* [Vorliegender Text]
----------------------------------------
Alessandro Baricco lässt seinen Essayband Die Barbaren (Hoffmann und Campe, 20,60 Euro) am Fuß der Chinesischen Mauer enden. Dort, im Reich der Mitte, sitzt der italienische Autor in einer kleinen Pension. Warmes Wasser gibt es nicht, ein Fernsehgerät schon. Auf einem Kanal spielt ein Mann Querflöte durch die Nase und balanciert dazu Teller auf seinem Kopf, auf einem anderen ist der dem gebürtigen Turiner verhasste Fußballklub AC Milan zugange und pflegt den sterilen Ballbesitz. Ein durchaus unerfreulicher Abend in der Fremde also – in einer schönen, neuen, globalisierten Welt.

Die große Mauer, ein militärisch sinnloser Schutzwall gegen die vermeintlichen Barbaren, eine "mit Stein geschriebene Idee", die sich wie eine betrunkene Schlange durch den Norden Chinas zieht, dient Baricco indes als Leitbild für seinen Essayband, der einen radikalen Epochen- und Kulturwandel diagnostiziert, der sich in der Ökonomisierung sämtlicher Lebensbereiche, dem Triumph des Spektakels über die Substanz und dem Verlust des Authentischen niederschlägt.

Kein Land für alte Männer

Baricco formulierte es so: "Oberfläche statt Tiefe, Schnelligkeit statt Nachdenken, Sequenzen statt Analyse, Surfen statt Vertiefen, Kommunikation statt Ausdruck, Multitasking statt Spezialisierung, Vergnügen statt Mühe." Er ist nicht der Erste, dem derlei auffällt, das Erfrischende an vorliegendem Langessay ist nun aber, dass sich der 60-jährige Schriftsteller, der Musik (Klavier) und Philosophie (Abschluss mit einer Arbeit über Adorno) studierte, nicht als Ankläger aufspielt.

Vielmehr versucht der italienische Erfolgsautor, der mit Romanen wie Seide (1996) und dem Theatermonolog Novecento (1994) Welterfolge verbuchte, die konstatierten Veränderungen nicht nur zu beklagen, sondern sie auch zu verstehen. Wie Walter Benjamin, der an einigen Stellen des Bandes zitiert wird, entschlüsselt auch Baricco die DNA der westlichen Kultur und Gesellschaft nicht nur anhand ihrer Höhenflüge, sondern auch anhand ihrer scheinbar unbedeutenden Entgleisungen.

Als Beispiele führt er Wein, Fußball und Bücher ins Treffen. Beim Wein beobachtet er eine "Hollywoodisierung", will heißen einen von Geschäftsmännern, die sich wenig um hehre Traditionen scheren, angestoßenen Trend zu einem Rebensaft, der schnellen Genuss und wenig anstrengende Sinneserfahrung verspricht. Im Fußball sieht er eine über Genialität und Unberechenbarkeit triumphierende Taktik, die mittels Disziplin das Spiel nivelliert.
----------------------------------------
* [Inhalt der Datensätze]
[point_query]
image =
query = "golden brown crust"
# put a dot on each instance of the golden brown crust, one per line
----------------------------------------
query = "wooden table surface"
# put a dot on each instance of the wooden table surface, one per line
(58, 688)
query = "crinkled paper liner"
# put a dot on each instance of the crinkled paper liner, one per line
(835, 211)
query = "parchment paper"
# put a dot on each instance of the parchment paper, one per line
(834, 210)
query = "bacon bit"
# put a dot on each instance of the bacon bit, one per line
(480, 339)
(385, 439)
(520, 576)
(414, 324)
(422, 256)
----------------------------------------
* [Aufgabenstellung] Schreibe den Text über Bariccos Essayband ab, beginnend mit „Kein Land für“ und weiter bis einschließlich „als Ankläger aufspielt.“. Benenne dabei „Schriftsteller“ in „Romancier“ um. Für die Bearbeitung sind die Datensätze ohne Bedeutung.

* [Lösung]
Kein Land für alte Männer

Baricco formulierte es so: "Oberfläche statt Tiefe, Schnelligkeit statt Nachdenken, Sequenzen statt Analyse, Surfen statt Vertiefen, Kommunikation statt Ausdruck, Multitasking statt Spezialisierung, Vergnügen statt Mühe." Er ist nicht der Erste, dem derlei auffällt, das Erfrischende an vorliegendem Langessay ist nun aber, dass sich der 60-jährige Romancier, der Musik (Klavier) und Philosophie (Abschluss mit einer Arbeit über Adorno) studierte, nicht als Ankläger aufspielt.